Items in a dataset:
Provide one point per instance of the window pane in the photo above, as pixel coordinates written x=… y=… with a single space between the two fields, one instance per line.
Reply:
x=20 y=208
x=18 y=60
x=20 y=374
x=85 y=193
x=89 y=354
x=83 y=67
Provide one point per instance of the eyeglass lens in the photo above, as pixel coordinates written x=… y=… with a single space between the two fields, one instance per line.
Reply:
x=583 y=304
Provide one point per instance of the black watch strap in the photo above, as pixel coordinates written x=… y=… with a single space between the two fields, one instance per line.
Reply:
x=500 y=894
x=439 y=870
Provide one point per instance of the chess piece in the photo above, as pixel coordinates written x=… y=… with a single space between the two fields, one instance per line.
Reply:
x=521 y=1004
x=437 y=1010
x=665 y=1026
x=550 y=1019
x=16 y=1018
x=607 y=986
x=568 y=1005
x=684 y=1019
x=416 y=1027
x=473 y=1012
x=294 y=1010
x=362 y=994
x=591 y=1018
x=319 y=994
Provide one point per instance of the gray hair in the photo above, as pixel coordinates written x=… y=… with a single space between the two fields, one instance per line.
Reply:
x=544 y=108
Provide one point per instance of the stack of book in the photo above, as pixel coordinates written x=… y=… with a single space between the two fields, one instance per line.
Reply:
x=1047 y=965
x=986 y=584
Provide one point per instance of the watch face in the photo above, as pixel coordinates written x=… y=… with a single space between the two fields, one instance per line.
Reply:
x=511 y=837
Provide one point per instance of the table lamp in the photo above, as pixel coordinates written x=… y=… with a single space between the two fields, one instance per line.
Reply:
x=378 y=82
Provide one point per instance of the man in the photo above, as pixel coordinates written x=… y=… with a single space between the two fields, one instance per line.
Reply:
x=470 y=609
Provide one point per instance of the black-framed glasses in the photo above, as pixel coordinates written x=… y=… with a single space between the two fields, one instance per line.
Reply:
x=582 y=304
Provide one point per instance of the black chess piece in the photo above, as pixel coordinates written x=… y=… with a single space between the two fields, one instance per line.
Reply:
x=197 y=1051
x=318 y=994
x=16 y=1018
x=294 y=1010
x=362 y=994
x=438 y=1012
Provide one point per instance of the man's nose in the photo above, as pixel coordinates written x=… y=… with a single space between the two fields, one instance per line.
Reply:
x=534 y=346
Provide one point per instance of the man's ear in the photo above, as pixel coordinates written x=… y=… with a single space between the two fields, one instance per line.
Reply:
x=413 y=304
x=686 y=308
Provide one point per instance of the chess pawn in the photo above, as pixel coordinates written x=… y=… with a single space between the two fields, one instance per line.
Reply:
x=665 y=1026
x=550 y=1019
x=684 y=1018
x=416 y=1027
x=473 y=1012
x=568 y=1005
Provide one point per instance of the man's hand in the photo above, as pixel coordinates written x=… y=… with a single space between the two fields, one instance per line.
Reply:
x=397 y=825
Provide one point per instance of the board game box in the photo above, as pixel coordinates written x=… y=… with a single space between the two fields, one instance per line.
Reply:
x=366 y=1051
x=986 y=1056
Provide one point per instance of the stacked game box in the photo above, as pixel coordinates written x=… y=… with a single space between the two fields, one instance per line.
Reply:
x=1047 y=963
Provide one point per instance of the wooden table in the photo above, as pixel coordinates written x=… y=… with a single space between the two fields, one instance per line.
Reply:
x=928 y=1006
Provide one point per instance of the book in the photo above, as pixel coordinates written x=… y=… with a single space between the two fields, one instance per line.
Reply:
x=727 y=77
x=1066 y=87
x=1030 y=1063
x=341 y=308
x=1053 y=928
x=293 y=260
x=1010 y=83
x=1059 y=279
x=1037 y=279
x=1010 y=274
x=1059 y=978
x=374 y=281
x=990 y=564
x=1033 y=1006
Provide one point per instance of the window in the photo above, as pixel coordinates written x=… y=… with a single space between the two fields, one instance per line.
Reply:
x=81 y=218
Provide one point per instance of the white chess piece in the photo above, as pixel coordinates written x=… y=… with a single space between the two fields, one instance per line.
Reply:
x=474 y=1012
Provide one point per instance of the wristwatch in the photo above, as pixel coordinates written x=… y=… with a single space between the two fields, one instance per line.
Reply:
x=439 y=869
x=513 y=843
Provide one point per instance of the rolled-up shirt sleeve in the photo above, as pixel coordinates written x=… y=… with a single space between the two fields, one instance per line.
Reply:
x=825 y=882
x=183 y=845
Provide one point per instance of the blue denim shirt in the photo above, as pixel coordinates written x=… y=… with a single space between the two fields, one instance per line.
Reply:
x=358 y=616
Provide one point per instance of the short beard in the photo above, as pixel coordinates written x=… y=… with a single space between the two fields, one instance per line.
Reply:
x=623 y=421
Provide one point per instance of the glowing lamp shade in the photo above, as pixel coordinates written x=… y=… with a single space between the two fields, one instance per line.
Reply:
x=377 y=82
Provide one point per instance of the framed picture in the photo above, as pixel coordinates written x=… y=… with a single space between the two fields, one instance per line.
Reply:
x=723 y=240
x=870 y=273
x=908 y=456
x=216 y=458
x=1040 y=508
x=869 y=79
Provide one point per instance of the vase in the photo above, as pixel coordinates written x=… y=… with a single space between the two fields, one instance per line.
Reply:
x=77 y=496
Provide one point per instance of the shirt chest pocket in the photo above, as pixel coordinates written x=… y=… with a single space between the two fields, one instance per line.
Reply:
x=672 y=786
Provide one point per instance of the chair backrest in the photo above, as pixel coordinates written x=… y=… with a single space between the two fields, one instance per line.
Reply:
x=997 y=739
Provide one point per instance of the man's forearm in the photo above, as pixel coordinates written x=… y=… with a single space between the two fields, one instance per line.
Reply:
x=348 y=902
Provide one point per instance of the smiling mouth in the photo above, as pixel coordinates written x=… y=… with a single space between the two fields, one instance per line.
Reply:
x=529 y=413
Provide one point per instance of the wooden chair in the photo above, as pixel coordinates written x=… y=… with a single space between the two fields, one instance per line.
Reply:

= PROBLEM =
Starting from the first of the items above and stopping after the line that contains "x=511 y=837", reproduce each line, requests included, and shift the answer coordinates by adding 115 to every number.

= EXPECTED ANSWER =
Provide one point per instance of the window pane in the photo above, as pixel coordinates written x=… y=… with a single space between the two fields, one instance per line.
Reply:
x=135 y=323
x=133 y=175
x=135 y=489
x=200 y=308
x=204 y=469
x=198 y=182
Provide one point per instance of the eyeglass lens in the photo above, as pixel coordinates written x=… y=… with a single space between the two fields, one instance per line.
Reply:
x=698 y=419
Provide one point per instance of the black watch strap in the photo above, as pixel coordinates written x=… y=… with a single space between the two fields, one instance per line.
Reply:
x=615 y=1009
x=554 y=985
Provide one point per instance of the chess piece in the photo above, as pixel coordinates written x=… y=… with a single space between the two fields, one instance per line.
Reply:
x=636 y=1119
x=552 y=1125
x=780 y=1141
x=665 y=1134
x=131 y=1133
x=722 y=1101
x=683 y=1120
x=799 y=1134
x=531 y=1142
x=588 y=1127
x=409 y=1125
x=477 y=1109
x=706 y=1133
x=434 y=1109
Provide one point per instance of the gray hair in the photo above, as pixel coordinates written x=… y=… with a single space between the two fields, one instance per line.
Reply:
x=659 y=223
Provide one point per instance of the stack of book in the photo above, as pixel coordinates written x=… y=… with a single space between the two fields, one instance per line.
Reply:
x=1162 y=1080
x=1101 y=699
Provide one point per instance of the watch face in the photo above, as pixel coordinates written x=… y=… with a single space between the two fields, one instance per line.
Reply:
x=626 y=952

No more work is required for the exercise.